* **EXCERTO DA PÁGINA**:
####

As Doutrinas Filosóficas de Antero
‘Tendências gerais da Filosofia na segunda metade do século XIX’
«Em três números sucessivos da Revista
de Portugal, de Janeiro, Fevereiro e Março, de 1890, apresenta Antero de
Quental o mais completo e sistemático dos seus estudos filosóficos sob o título
de ‘Tendências Gerais da Filosofia na segunda metade do século XIX’.
Neste trabalho, Antero apresenta os seus pontos de vista sobre os mais
importantes problemas filosóficos, como sejam o significado e valor da
filosofia, o conhecimento científico e sua relação com a filosofia ou
pensamento metafísico (envolvendo uma teoria da ciência e da experiência), e o
problema da Liberdade e Deus.
A filosofia é eterna como o pensamento humano, representa num fieri incessante o que há de absoluto no
pensamento humano e o que há de relativo na consciência que o pensamento humano
tem de si mesmo. Não pode, pois, esperar-se dela uma verdade total e definitiva
que acarretaria, aliás se possível fosse, a imobilidade ou morte do pensamento
humano.
A sua verdade, sem ser total ou absoluta, é simplesmente simbólica,
pois que a filosofia ‘é a equação do pensamento e da realidade numa dada
fase do desenvolvimento daquele e num dado período de conhecimento desta, é o
equilíbrio momentâneo entre a reflexão e a experiência; a adaptação possível em
cada momento histórico (da história, da ciência e do pensamento) dos factos
conhecidos às ideias directoras da razão, e a definição correlativa dessas
ideias, não por esses factos, mas em vista deles’.

####

* **TAREFAS**:
1 – Segundo o excerto sobre as doutrinas filosóficas de Antero, em que revista e em que meses de 1890 saiu o estudo "Tendências Gerais da Filosofia na segunda metade do século XIX"?
2 – Transcreva do excerto sobre Antero, sem alterações, o trecho que começa nas palavras "As Doutrinas Filosóficas" e acaba em "Liberdade e Deus.".
3 – Escreva a continuação do texto sobre as doutrinas filosóficas de Antero, a partir da última frase apresentada.

(Entradas de dados recolhidas)
####

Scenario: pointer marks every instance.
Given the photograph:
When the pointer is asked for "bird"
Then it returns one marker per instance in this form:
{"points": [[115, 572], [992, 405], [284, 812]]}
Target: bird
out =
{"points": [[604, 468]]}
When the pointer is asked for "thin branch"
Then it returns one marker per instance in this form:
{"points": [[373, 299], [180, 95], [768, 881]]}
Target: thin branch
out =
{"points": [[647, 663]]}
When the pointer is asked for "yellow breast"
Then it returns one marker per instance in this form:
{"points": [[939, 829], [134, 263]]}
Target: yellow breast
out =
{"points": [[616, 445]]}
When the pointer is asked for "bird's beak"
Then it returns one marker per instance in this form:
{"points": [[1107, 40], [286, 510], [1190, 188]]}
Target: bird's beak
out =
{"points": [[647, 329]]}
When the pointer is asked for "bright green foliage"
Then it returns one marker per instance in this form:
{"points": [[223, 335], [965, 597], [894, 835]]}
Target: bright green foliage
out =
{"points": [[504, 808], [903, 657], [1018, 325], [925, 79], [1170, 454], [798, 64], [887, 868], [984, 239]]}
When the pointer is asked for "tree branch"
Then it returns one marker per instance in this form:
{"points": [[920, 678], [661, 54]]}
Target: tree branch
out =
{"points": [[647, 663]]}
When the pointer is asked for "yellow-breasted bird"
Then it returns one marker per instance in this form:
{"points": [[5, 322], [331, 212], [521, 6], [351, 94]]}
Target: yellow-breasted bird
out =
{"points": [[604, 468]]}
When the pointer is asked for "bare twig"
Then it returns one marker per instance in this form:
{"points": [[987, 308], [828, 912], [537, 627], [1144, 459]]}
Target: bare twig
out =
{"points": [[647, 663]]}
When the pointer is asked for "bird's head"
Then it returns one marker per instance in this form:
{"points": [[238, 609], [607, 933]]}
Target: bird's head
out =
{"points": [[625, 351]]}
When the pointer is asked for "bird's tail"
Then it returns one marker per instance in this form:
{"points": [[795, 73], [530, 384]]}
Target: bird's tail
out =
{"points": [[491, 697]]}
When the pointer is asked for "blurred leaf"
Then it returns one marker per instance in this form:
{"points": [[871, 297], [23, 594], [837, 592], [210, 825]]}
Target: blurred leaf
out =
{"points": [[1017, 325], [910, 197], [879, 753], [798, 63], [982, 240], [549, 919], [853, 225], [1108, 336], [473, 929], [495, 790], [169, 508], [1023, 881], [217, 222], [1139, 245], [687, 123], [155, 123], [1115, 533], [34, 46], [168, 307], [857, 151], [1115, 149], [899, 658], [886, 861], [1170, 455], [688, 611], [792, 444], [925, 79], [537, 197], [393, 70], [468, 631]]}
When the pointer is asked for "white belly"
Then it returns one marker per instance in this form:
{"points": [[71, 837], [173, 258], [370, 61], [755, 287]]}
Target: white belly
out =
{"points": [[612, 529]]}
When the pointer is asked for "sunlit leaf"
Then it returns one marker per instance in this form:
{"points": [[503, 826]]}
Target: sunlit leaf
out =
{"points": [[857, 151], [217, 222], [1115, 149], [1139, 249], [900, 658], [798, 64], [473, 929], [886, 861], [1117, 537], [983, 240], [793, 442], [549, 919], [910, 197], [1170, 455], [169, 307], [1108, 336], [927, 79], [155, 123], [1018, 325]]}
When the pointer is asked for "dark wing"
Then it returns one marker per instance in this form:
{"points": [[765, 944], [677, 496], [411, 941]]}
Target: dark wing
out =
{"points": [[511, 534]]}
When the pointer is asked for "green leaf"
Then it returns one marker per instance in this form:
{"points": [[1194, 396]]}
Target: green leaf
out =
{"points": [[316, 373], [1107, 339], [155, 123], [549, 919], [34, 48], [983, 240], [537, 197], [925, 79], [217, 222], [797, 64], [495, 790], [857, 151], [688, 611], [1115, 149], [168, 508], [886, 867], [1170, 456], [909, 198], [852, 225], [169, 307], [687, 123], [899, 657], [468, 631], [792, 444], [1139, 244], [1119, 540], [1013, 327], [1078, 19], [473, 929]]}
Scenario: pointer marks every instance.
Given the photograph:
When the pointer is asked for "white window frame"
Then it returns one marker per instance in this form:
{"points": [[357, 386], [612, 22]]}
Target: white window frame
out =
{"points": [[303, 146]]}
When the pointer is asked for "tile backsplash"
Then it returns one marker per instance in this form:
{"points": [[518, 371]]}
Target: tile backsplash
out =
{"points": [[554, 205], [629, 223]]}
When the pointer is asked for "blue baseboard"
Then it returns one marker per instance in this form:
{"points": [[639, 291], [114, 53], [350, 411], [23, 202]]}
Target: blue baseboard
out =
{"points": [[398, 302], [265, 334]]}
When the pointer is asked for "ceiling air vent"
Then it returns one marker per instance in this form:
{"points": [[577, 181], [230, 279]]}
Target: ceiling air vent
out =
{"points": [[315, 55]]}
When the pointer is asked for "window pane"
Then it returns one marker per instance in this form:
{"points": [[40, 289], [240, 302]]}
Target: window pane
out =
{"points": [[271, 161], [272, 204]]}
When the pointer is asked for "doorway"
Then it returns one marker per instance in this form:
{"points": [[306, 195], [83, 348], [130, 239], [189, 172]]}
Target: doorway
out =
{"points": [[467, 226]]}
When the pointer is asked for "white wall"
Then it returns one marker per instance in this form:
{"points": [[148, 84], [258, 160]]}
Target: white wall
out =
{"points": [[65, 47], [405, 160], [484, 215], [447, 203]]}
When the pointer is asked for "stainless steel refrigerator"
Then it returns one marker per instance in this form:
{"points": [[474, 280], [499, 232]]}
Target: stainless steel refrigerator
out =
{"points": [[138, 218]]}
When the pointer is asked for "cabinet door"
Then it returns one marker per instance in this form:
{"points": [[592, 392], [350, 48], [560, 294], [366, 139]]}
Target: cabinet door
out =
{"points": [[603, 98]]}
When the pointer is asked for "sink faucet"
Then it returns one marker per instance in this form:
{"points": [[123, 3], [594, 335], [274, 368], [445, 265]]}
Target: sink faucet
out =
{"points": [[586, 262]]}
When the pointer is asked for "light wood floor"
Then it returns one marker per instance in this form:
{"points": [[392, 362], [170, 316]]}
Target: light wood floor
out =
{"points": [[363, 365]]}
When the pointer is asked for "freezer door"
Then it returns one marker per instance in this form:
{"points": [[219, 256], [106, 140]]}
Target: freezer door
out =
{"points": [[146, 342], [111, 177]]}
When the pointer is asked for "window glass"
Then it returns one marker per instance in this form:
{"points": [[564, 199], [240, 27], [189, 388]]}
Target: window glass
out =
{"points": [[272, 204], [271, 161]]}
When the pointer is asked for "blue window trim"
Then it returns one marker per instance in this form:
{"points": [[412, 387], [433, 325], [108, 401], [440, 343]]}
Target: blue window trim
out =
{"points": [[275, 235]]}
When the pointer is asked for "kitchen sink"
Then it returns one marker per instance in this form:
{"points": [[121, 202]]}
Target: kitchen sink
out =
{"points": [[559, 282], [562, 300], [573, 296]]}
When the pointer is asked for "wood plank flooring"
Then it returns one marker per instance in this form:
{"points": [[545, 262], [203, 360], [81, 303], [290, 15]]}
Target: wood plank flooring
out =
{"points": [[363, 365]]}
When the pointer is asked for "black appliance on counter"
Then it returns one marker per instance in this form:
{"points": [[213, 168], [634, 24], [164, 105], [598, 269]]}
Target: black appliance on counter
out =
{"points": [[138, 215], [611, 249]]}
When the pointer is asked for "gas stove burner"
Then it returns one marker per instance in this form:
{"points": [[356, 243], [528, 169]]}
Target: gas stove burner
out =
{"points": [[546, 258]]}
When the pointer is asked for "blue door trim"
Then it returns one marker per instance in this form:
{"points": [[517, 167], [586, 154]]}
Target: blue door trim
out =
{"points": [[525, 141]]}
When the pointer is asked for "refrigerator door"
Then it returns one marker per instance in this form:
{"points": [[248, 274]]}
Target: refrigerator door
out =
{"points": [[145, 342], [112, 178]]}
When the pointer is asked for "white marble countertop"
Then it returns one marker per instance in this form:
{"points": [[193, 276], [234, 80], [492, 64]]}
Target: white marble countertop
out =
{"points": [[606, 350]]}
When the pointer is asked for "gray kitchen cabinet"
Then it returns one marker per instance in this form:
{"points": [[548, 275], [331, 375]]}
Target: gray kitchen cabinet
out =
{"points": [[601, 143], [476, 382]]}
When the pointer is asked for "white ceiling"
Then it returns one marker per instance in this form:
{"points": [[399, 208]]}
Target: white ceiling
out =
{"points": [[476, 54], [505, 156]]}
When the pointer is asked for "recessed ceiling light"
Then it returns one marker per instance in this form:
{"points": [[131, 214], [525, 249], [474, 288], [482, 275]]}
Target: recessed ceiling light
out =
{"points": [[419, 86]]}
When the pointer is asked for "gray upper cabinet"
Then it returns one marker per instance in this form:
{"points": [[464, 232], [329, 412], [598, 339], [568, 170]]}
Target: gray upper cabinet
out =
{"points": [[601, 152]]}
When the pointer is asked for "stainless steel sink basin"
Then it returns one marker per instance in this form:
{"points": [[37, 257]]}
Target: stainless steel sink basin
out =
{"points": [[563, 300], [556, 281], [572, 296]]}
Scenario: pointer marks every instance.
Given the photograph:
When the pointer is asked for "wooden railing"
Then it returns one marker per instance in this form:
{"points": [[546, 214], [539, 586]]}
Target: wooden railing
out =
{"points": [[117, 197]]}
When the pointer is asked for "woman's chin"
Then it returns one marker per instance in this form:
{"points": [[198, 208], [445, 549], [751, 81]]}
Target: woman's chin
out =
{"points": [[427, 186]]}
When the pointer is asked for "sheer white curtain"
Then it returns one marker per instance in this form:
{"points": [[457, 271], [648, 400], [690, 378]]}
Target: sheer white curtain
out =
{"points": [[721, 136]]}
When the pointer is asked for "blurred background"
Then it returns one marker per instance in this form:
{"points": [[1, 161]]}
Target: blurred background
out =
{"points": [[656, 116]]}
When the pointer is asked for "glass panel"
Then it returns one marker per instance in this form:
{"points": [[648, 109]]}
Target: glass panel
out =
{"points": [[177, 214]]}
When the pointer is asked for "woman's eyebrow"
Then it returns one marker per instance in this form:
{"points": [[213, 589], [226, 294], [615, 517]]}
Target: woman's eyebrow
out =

####

* **RESULTADOS ESPERADOS**:
1 – Na Revista de Portugal, em três números sucessivos: janeiro, fevereiro e março de 1890.

2 –
As Doutrinas Filosóficas de Antero
‘Tendências gerais da Filosofia na segunda metade do século XIX’
«Em três números sucessivos da Revista
de Portugal, de Janeiro, Fevereiro e Março, de 1890, apresenta Antero de
Quental o mais completo e sistemático dos seus estudos filosóficos sob o título
de ‘Tendências Gerais da Filosofia na segunda metade do século XIX’.
Neste trabalho, Antero apresenta os seus pontos de vista sobre os mais
importantes problemas filosóficos, como sejam o significado e valor da
filosofia, o conhecimento científico e sua relação com a filosofia ou
pensamento metafísico (envolvendo uma teoria da ciência e da experiência), e o
problema da Liberdade e Deus.

3 –
É por isso que cada período histórico tem a sua filosofia e os
sistemas, repetindo certos tipos fundamentais, o fazem diversamente conforme as
épocas, de acordo com a identidade da razão em todos os tempos e a variação
contínua de experiência. Por isso mesmo todos os sistemas duma época apresentam
um certo ar de família. Será, pois, possível uma síntese de todos os sistemas
duma época, dando assim a sua essência filosófica?
A história mostra-nos apenas uma penetração recíproca dos sistemas, de modo
que em certos períodos aparece um sincretismo de todas as doutrinas, como no
período alexandrino e na Suma de
Tomás de Aquino. E hoje, ao fim de quatro séculos de elaboração do pensamento
moderno, parece dar-se o mesmo. A história mostra-nos, com efeito, algumas
noções capitais comuns aos sistemas e penetrando, até, todas as formas da espiritualidade
moderna. São as noções de força, lei,
imanência ou espontaneidade e desenvolvimento.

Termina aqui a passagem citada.